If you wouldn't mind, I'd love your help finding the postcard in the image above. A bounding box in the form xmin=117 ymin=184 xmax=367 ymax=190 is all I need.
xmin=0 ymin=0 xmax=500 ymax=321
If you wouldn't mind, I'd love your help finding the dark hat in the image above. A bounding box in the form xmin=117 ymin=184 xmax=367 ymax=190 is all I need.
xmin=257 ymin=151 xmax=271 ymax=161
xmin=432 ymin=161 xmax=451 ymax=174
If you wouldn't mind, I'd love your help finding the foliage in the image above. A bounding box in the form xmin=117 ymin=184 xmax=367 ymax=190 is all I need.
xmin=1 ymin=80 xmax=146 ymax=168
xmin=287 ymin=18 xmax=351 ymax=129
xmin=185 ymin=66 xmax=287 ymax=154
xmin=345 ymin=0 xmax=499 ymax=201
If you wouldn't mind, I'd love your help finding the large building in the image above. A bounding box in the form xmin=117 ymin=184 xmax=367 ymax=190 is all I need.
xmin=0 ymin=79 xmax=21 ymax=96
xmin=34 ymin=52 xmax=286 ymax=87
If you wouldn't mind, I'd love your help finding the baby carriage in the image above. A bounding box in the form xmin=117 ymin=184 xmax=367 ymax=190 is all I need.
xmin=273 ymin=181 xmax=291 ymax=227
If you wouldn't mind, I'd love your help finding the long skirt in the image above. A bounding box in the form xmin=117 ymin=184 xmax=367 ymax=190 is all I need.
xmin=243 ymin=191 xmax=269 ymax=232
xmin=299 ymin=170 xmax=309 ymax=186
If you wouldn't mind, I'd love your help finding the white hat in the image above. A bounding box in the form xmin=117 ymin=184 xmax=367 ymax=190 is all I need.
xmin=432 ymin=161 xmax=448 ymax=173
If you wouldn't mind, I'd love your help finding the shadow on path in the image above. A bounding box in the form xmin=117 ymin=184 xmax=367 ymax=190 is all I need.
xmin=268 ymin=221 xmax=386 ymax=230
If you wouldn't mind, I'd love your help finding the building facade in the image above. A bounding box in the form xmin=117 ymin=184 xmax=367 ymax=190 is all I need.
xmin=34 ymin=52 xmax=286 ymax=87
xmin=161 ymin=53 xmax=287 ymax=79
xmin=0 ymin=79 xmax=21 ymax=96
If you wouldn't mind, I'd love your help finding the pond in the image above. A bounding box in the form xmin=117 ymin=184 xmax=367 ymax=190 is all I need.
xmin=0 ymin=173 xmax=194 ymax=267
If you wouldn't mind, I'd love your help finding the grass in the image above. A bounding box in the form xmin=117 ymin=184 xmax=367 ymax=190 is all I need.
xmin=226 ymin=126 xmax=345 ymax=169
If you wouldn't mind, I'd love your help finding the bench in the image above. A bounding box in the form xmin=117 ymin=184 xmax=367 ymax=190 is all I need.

=======

- REQUIRED TASK: Reproduce all of the entries above word for word, in their original order.

- TASK SOLUTION:
If you wouldn't mind, I'd love your help finding the postcard in the image above. A bounding box in the form xmin=117 ymin=184 xmax=367 ymax=190 is all I need.
xmin=0 ymin=0 xmax=500 ymax=321
If you wouldn't mind, I'd love your help finding the dark hat in the image above. A bounding box in the form xmin=117 ymin=184 xmax=367 ymax=190 is all I need.
xmin=257 ymin=151 xmax=271 ymax=161
xmin=432 ymin=161 xmax=451 ymax=174
If you wouldn't mind, I'd love your help finding the foliage in the image above. A bounding box in the form xmin=117 ymin=184 xmax=367 ymax=190 is all I need.
xmin=1 ymin=80 xmax=146 ymax=168
xmin=287 ymin=18 xmax=351 ymax=129
xmin=185 ymin=66 xmax=287 ymax=154
xmin=345 ymin=0 xmax=499 ymax=201
If you wouldn't mind, I'd love your help finding the large building in the image above. A bounding box in the form xmin=117 ymin=184 xmax=367 ymax=190 is all I need.
xmin=0 ymin=79 xmax=21 ymax=96
xmin=34 ymin=52 xmax=286 ymax=87
If you wouldn't mind, I'd love your help finding the baby carriage in the image above. A bounding box in the form xmin=117 ymin=184 xmax=367 ymax=190 is all I need.
xmin=273 ymin=181 xmax=291 ymax=227
If you wouldn't mind, I'd love your help finding the long skirt in the image above. A bounding box in the form xmin=117 ymin=184 xmax=367 ymax=190 is all I need.
xmin=243 ymin=191 xmax=269 ymax=232
xmin=299 ymin=170 xmax=309 ymax=186
If you wouldn't mind, I'd love your help finding the white hat in the image above. A bounding box in the form xmin=117 ymin=184 xmax=367 ymax=190 is all I need.
xmin=432 ymin=161 xmax=448 ymax=173
If you wouldn't mind, I'd love your help finding the shadow on path in the image above. A bounding box in the form xmin=117 ymin=184 xmax=367 ymax=190 is all I need.
xmin=268 ymin=221 xmax=386 ymax=230
If you wouldn't mind, I'd love your help finding the building facade in the image above. A bounding box in the form xmin=117 ymin=184 xmax=367 ymax=190 is all I need.
xmin=34 ymin=52 xmax=286 ymax=87
xmin=161 ymin=53 xmax=287 ymax=79
xmin=0 ymin=79 xmax=21 ymax=96
If you wouldn't mind, I'd love your help finding the pond in the image above. A bounding box in the form xmin=117 ymin=184 xmax=367 ymax=190 is all I need.
xmin=0 ymin=173 xmax=194 ymax=267
If you wouldn't mind, I'd love your help finding the grass in the image above. A bounding box in the form xmin=117 ymin=184 xmax=367 ymax=190 is all I need.
xmin=226 ymin=126 xmax=345 ymax=169
If you wouldn't mind, I'd love your help finding the bench in the image above. A bounding box in the form xmin=117 ymin=184 xmax=367 ymax=190 is all I need.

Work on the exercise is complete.